| AIM OF THE EXERCISE |
According to the AWS GameDay remediation post, where do the legacy administrative scripts keep their AWS access keys and secret access keys?

| SELECTED TEXT |

# # # #

Testing AWS GameDay with AWS Well-Architected Framework – Remediation

Editor’s note: This is the second in a two-part series about testing AWS GameDay. Read Part 1 >> Read Part 3 >>

By Ian Scofield, Juan Villa, and Mike Ruiz, Partner Solutions Architects at AWS

Build_border This is the second post in our series documenting a project to fix issues with the GameDay architecture by using tenets of the AWS Well-Architected Framework. See Part 1 of the series for an overview of the process, a description of the initial review, and a list of the critical findings identified by the review team.

In this post, we’ll cover the steps we took to fix the critical findings identified by the review team. In future posts, we will share our plans to refine our architecture through continuous improvement and collaboration with AWS solutions architects.

Learn more about AWS Gameday >>

Findings

As noted in Part 1 of the serires, the review team delivered a list of critical findings we needed to prioritize and fix immediately, as well as a list of non-critical ideas that we should consider addressing in our roadmap for the GameDay architecture.

Here were the critical items:

The legacy administrative scripts for GameDay use AWS access keys and secret access keys that are stored in plain text in an Amazon DynamoDB table.
The load generator is a single instance in a single Availability Zone (AZ) without any recovery options configured.

# # # #

| SUPPLIED INFORMATION |
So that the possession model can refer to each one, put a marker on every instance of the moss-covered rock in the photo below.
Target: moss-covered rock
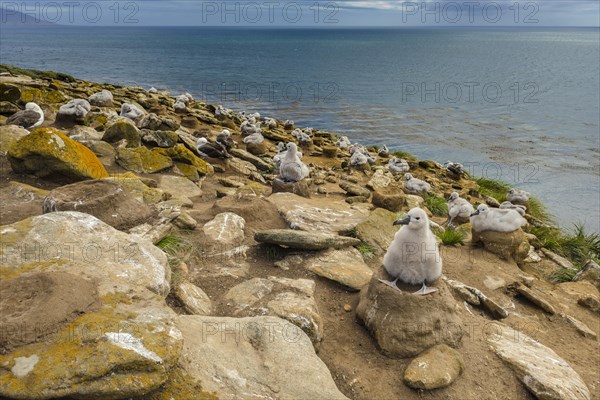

# # # #

| TASK OUTPUT |
In plain text in an Amazon DynamoDB table.